_Task brief_.
Please rewrite all of the material below as a numbered list with one line per item, leaving out blank lines and the pictures.

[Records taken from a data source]
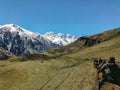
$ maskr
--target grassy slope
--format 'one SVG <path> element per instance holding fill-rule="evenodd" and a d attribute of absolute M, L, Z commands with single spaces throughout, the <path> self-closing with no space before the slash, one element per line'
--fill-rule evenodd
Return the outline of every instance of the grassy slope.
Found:
<path fill-rule="evenodd" d="M 110 34 L 107 32 L 107 35 Z M 62 53 L 62 57 L 45 60 L 43 63 L 41 59 L 24 62 L 0 61 L 0 90 L 97 90 L 96 70 L 91 58 L 115 56 L 120 61 L 119 41 L 120 38 L 116 37 L 81 50 L 76 42 L 57 52 L 59 55 L 62 50 L 68 52 L 72 49 L 74 53 Z"/>
<path fill-rule="evenodd" d="M 0 61 L 0 90 L 93 90 L 95 75 L 92 63 L 70 58 Z"/>
<path fill-rule="evenodd" d="M 72 54 L 72 57 L 81 58 L 105 58 L 110 56 L 116 57 L 116 61 L 120 62 L 120 38 L 115 38 L 98 45 L 86 48 Z M 71 56 L 71 55 L 69 55 Z"/>

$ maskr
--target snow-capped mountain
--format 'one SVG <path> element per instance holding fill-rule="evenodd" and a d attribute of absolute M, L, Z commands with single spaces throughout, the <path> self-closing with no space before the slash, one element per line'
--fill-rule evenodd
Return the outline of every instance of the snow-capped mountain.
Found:
<path fill-rule="evenodd" d="M 77 37 L 74 35 L 62 33 L 54 34 L 53 32 L 47 32 L 43 36 L 60 46 L 68 45 L 77 40 Z"/>
<path fill-rule="evenodd" d="M 42 35 L 14 24 L 0 26 L 0 47 L 18 56 L 47 51 L 75 40 L 76 37 L 69 34 L 46 33 Z"/>
<path fill-rule="evenodd" d="M 15 55 L 24 56 L 58 47 L 41 34 L 33 33 L 14 24 L 0 26 L 0 47 Z"/>

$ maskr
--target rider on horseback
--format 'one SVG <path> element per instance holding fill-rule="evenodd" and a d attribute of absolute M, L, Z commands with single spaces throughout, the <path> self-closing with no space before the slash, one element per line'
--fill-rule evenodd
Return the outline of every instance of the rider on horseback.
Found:
<path fill-rule="evenodd" d="M 108 63 L 100 59 L 98 70 L 99 90 L 105 82 L 114 83 L 120 85 L 120 69 L 115 63 L 115 58 L 110 57 Z"/>

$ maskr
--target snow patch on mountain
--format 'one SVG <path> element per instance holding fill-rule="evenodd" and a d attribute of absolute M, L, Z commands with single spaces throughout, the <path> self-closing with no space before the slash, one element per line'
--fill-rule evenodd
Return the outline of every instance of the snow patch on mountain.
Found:
<path fill-rule="evenodd" d="M 74 35 L 62 33 L 54 34 L 53 32 L 47 32 L 43 36 L 53 43 L 59 44 L 61 46 L 68 45 L 77 40 L 77 37 Z"/>
<path fill-rule="evenodd" d="M 44 52 L 70 44 L 76 39 L 74 35 L 62 33 L 48 32 L 42 35 L 14 24 L 0 26 L 0 47 L 18 56 Z"/>

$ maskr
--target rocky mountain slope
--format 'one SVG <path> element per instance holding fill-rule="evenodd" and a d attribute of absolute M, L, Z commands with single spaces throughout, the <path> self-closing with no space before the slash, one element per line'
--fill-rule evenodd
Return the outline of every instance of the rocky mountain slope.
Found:
<path fill-rule="evenodd" d="M 68 45 L 77 40 L 77 37 L 74 35 L 62 33 L 54 34 L 53 32 L 47 32 L 43 36 L 48 38 L 53 43 L 59 44 L 60 46 Z"/>
<path fill-rule="evenodd" d="M 53 43 L 50 38 L 48 39 L 47 36 L 45 36 L 46 35 L 25 30 L 14 24 L 6 24 L 0 26 L 0 47 L 8 50 L 14 55 L 26 56 L 51 50 L 63 45 Z"/>

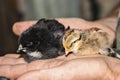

_Solution_.
1. $ maskr
2. --target grassy slope
3. --format 'one SVG <path> element per instance holding fill-rule="evenodd" and a d attribute of absolute M, L, Z commands with single spaces throughout, the <path> self-closing with no space before the slash, one element per line'
4. --fill-rule evenodd
5. Return the outline of every instance of the grassy slope.
6. Found:
7. <path fill-rule="evenodd" d="M 110 34 L 107 32 L 107 35 Z M 62 53 L 62 57 L 45 60 L 43 63 L 41 59 L 24 62 L 0 61 L 0 90 L 97 90 L 96 70 L 91 58 L 115 56 L 120 61 L 119 41 L 120 38 L 116 37 L 81 50 L 76 42 L 57 52 L 59 55 L 62 50 L 68 52 L 72 49 L 74 53 Z"/>
8. <path fill-rule="evenodd" d="M 0 61 L 0 90 L 93 90 L 95 75 L 92 63 L 70 58 Z"/>
9. <path fill-rule="evenodd" d="M 72 54 L 72 57 L 81 58 L 105 58 L 110 56 L 116 57 L 116 61 L 120 62 L 120 38 L 115 38 L 98 45 L 86 48 Z M 71 56 L 71 55 L 69 55 Z"/>
10. $ maskr
11. --target snow-capped mountain
12. --format 'one SVG <path> element per instance holding fill-rule="evenodd" and a d attribute of absolute M, L, Z commands with single spaces throughout, the <path> self-closing with no space before the slash, one element per line'
13. --fill-rule evenodd
14. Return the outline of every instance of the snow-capped mountain.
15. Found:
16. <path fill-rule="evenodd" d="M 77 37 L 74 35 L 62 33 L 54 34 L 53 32 L 47 32 L 43 36 L 60 46 L 68 45 L 77 40 Z"/>
17. <path fill-rule="evenodd" d="M 42 35 L 14 24 L 0 26 L 0 47 L 18 56 L 47 51 L 75 40 L 76 37 L 69 34 L 46 33 Z"/>
18. <path fill-rule="evenodd" d="M 15 55 L 24 56 L 58 47 L 41 34 L 33 33 L 14 24 L 0 26 L 0 47 Z"/>
19. $ maskr
20. --target rider on horseback
21. --format 'one SVG <path> element per instance holding fill-rule="evenodd" and a d attribute of absolute M, L, Z commands with single spaces throughout, the <path> self-closing with no space before the slash, one element per line'
22. --fill-rule evenodd
23. Return the outline of every instance of the rider on horseback.
24. Found:
25. <path fill-rule="evenodd" d="M 108 63 L 100 59 L 98 70 L 99 90 L 105 82 L 114 83 L 120 85 L 120 69 L 115 63 L 115 58 L 110 57 Z"/>
26. $ maskr
27. --target snow patch on mountain
28. --format 'one SVG <path> element per instance holding fill-rule="evenodd" and a d attribute of absolute M, L, Z commands with single spaces throughout, the <path> self-closing with no space before the slash, one element per line'
29. --fill-rule evenodd
30. Return the outline of every instance of the snow patch on mountain.
31. Found:
32. <path fill-rule="evenodd" d="M 74 35 L 62 33 L 54 34 L 53 32 L 47 32 L 43 36 L 53 43 L 59 44 L 61 46 L 68 45 L 77 40 L 77 37 Z"/>
33. <path fill-rule="evenodd" d="M 44 52 L 70 44 L 76 39 L 74 35 L 62 33 L 48 32 L 42 35 L 14 24 L 0 26 L 0 47 L 18 56 Z"/>
34. $ maskr
35. --target rocky mountain slope
36. --format 'one SVG <path> element per instance holding fill-rule="evenodd" and a d attribute of absolute M, L, Z commands with single spaces throughout, the <path> self-closing with no space before the slash, one element per line'
37. --fill-rule evenodd
38. Return the outline of every instance of the rocky mountain slope.
39. Found:
40. <path fill-rule="evenodd" d="M 68 45 L 77 40 L 77 37 L 74 35 L 62 33 L 54 34 L 53 32 L 47 32 L 43 36 L 48 38 L 53 43 L 59 44 L 60 46 Z"/>
41. <path fill-rule="evenodd" d="M 53 43 L 50 38 L 48 39 L 47 36 L 45 36 L 46 35 L 25 30 L 14 24 L 6 24 L 0 26 L 0 47 L 8 50 L 14 55 L 26 56 L 51 50 L 63 45 Z"/>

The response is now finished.